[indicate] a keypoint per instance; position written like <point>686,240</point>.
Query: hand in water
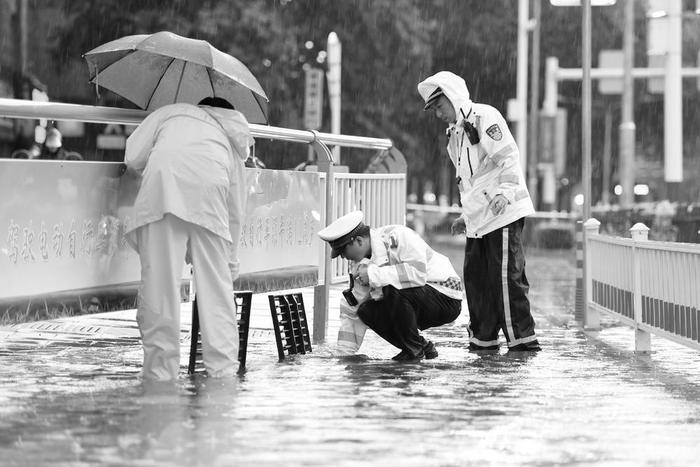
<point>458,226</point>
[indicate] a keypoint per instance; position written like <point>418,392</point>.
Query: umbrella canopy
<point>153,70</point>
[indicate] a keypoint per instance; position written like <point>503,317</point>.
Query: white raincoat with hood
<point>190,203</point>
<point>486,168</point>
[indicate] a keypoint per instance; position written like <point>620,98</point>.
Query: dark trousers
<point>399,315</point>
<point>496,287</point>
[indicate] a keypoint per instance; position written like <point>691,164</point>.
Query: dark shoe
<point>429,350</point>
<point>408,356</point>
<point>474,347</point>
<point>533,346</point>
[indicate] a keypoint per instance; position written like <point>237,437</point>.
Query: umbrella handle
<point>97,79</point>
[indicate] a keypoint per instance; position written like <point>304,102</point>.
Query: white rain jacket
<point>487,168</point>
<point>191,160</point>
<point>401,258</point>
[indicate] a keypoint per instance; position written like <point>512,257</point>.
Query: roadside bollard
<point>578,304</point>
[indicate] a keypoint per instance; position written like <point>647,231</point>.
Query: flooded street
<point>70,394</point>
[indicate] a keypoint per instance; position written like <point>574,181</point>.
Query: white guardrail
<point>652,286</point>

> _REQUIRED WORK_
Reproduce exactly the line bearing "Query: flooded street" and all the lines that come after it in the records above; add nothing.

> _THE ANSWER_
Query: flooded street
<point>70,394</point>
[indicate] a keypoint per instance; position written like <point>574,181</point>.
Query: white guardrail
<point>652,286</point>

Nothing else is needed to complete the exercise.